### GOAL OF THE EXERCISE:
Report the number of lines in the entries below that include the word "steel", and nothing else.

### AVAILABLE DATA:
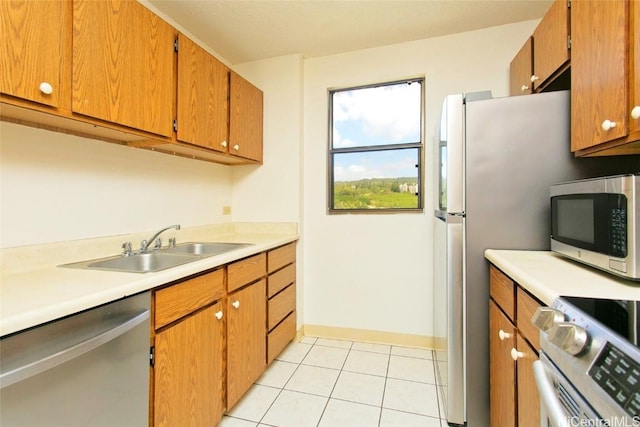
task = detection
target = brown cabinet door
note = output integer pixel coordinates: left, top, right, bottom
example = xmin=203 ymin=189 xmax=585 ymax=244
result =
xmin=630 ymin=0 xmax=640 ymax=135
xmin=229 ymin=71 xmax=264 ymax=162
xmin=532 ymin=0 xmax=569 ymax=90
xmin=154 ymin=302 xmax=225 ymax=427
xmin=571 ymin=0 xmax=629 ymax=151
xmin=489 ymin=300 xmax=516 ymax=427
xmin=72 ymin=0 xmax=175 ymax=137
xmin=1 ymin=0 xmax=68 ymax=107
xmin=177 ymin=33 xmax=229 ymax=152
xmin=227 ymin=279 xmax=267 ymax=409
xmin=516 ymin=334 xmax=540 ymax=427
xmin=509 ymin=37 xmax=533 ymax=96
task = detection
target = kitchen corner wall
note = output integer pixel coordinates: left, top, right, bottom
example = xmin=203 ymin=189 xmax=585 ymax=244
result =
xmin=233 ymin=20 xmax=539 ymax=342
xmin=301 ymin=20 xmax=538 ymax=340
xmin=0 ymin=122 xmax=233 ymax=248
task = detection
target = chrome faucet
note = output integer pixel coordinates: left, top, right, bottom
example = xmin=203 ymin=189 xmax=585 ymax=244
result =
xmin=140 ymin=224 xmax=180 ymax=252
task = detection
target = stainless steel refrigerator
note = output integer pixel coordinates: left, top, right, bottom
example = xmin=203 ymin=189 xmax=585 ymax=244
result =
xmin=433 ymin=90 xmax=640 ymax=426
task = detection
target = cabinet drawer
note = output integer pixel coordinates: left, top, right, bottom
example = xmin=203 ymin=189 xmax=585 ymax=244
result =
xmin=268 ymin=242 xmax=296 ymax=273
xmin=268 ymin=262 xmax=296 ymax=298
xmin=489 ymin=265 xmax=515 ymax=321
xmin=154 ymin=269 xmax=224 ymax=329
xmin=228 ymin=252 xmax=266 ymax=293
xmin=268 ymin=284 xmax=296 ymax=331
xmin=267 ymin=311 xmax=296 ymax=364
xmin=517 ymin=287 xmax=542 ymax=350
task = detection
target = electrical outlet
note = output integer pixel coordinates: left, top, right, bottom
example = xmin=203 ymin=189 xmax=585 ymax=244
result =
xmin=222 ymin=206 xmax=231 ymax=215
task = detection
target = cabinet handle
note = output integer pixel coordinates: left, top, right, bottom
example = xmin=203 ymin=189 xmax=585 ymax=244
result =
xmin=215 ymin=310 xmax=223 ymax=320
xmin=601 ymin=119 xmax=617 ymax=131
xmin=530 ymin=75 xmax=539 ymax=83
xmin=498 ymin=329 xmax=511 ymax=340
xmin=520 ymin=85 xmax=529 ymax=92
xmin=233 ymin=144 xmax=240 ymax=151
xmin=221 ymin=140 xmax=228 ymax=148
xmin=510 ymin=348 xmax=524 ymax=361
xmin=39 ymin=82 xmax=53 ymax=95
xmin=232 ymin=300 xmax=240 ymax=309
xmin=631 ymin=106 xmax=640 ymax=120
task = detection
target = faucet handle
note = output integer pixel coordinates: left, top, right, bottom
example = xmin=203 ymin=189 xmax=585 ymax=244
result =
xmin=168 ymin=237 xmax=176 ymax=247
xmin=122 ymin=241 xmax=132 ymax=256
xmin=154 ymin=238 xmax=163 ymax=250
xmin=140 ymin=240 xmax=147 ymax=252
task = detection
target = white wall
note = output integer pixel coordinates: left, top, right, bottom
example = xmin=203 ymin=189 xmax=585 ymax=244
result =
xmin=0 ymin=122 xmax=232 ymax=248
xmin=302 ymin=20 xmax=538 ymax=339
xmin=231 ymin=55 xmax=304 ymax=224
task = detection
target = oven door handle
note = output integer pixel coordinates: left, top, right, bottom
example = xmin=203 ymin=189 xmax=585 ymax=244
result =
xmin=533 ymin=360 xmax=570 ymax=427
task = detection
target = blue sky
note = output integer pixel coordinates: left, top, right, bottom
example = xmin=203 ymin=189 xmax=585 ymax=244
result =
xmin=332 ymin=82 xmax=421 ymax=181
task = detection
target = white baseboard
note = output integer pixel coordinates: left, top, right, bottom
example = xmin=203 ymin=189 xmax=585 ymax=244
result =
xmin=296 ymin=324 xmax=446 ymax=351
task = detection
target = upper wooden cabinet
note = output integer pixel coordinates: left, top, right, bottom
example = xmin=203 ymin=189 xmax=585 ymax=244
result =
xmin=509 ymin=0 xmax=569 ymax=96
xmin=531 ymin=0 xmax=570 ymax=91
xmin=1 ymin=0 xmax=70 ymax=108
xmin=571 ymin=0 xmax=640 ymax=155
xmin=176 ymin=33 xmax=229 ymax=152
xmin=229 ymin=71 xmax=264 ymax=163
xmin=509 ymin=37 xmax=533 ymax=96
xmin=72 ymin=0 xmax=175 ymax=137
xmin=631 ymin=0 xmax=640 ymax=137
xmin=1 ymin=0 xmax=265 ymax=164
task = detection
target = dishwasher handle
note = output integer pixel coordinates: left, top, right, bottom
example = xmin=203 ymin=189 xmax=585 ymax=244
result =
xmin=533 ymin=360 xmax=570 ymax=427
xmin=0 ymin=309 xmax=149 ymax=389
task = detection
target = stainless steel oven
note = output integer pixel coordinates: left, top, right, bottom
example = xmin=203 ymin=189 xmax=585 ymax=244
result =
xmin=532 ymin=297 xmax=640 ymax=427
xmin=0 ymin=292 xmax=150 ymax=426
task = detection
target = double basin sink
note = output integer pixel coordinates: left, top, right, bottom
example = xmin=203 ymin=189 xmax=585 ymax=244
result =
xmin=62 ymin=242 xmax=252 ymax=273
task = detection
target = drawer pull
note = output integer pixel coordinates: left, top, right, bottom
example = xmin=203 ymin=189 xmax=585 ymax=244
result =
xmin=631 ymin=106 xmax=640 ymax=120
xmin=498 ymin=329 xmax=511 ymax=340
xmin=39 ymin=82 xmax=53 ymax=95
xmin=601 ymin=119 xmax=617 ymax=131
xmin=232 ymin=300 xmax=240 ymax=309
xmin=510 ymin=348 xmax=524 ymax=361
xmin=215 ymin=310 xmax=223 ymax=320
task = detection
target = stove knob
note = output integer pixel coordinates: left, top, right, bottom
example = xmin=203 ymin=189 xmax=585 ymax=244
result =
xmin=532 ymin=307 xmax=565 ymax=332
xmin=548 ymin=322 xmax=589 ymax=356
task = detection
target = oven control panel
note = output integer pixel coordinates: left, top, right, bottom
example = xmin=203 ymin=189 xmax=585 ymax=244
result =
xmin=589 ymin=342 xmax=640 ymax=417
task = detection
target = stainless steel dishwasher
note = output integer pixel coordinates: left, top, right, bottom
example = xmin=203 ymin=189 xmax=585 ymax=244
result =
xmin=0 ymin=291 xmax=150 ymax=426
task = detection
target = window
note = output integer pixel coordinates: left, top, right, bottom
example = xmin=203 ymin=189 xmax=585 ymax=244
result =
xmin=328 ymin=79 xmax=423 ymax=212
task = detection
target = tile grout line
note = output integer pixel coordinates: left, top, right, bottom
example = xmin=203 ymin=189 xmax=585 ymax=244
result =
xmin=255 ymin=340 xmax=315 ymax=427
xmin=314 ymin=339 xmax=355 ymax=427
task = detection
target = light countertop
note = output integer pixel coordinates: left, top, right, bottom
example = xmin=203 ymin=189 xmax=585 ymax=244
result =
xmin=1 ymin=223 xmax=298 ymax=337
xmin=484 ymin=250 xmax=640 ymax=306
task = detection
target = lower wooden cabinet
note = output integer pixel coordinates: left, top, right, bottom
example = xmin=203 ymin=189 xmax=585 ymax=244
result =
xmin=227 ymin=279 xmax=267 ymax=409
xmin=152 ymin=269 xmax=226 ymax=427
xmin=151 ymin=242 xmax=297 ymax=423
xmin=489 ymin=265 xmax=541 ymax=427
xmin=489 ymin=300 xmax=516 ymax=427
xmin=516 ymin=334 xmax=540 ymax=427
xmin=154 ymin=302 xmax=225 ymax=427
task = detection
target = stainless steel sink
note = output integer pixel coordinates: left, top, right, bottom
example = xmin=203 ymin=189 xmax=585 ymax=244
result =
xmin=76 ymin=252 xmax=197 ymax=273
xmin=60 ymin=242 xmax=253 ymax=273
xmin=162 ymin=242 xmax=252 ymax=256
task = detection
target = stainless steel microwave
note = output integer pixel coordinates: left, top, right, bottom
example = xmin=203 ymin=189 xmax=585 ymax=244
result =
xmin=550 ymin=173 xmax=639 ymax=281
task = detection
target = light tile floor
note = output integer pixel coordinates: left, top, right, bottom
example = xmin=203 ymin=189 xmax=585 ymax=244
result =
xmin=219 ymin=336 xmax=449 ymax=427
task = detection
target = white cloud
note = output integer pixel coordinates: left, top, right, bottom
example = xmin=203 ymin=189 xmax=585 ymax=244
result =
xmin=333 ymin=83 xmax=421 ymax=145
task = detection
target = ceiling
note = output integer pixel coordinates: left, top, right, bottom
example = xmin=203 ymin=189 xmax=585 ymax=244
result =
xmin=148 ymin=0 xmax=552 ymax=65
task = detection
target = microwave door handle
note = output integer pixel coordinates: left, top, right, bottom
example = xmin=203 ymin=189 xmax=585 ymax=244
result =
xmin=533 ymin=360 xmax=570 ymax=427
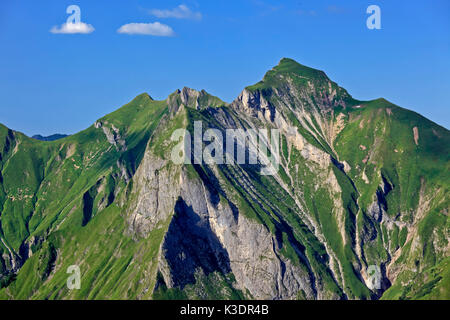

### RESULT:
5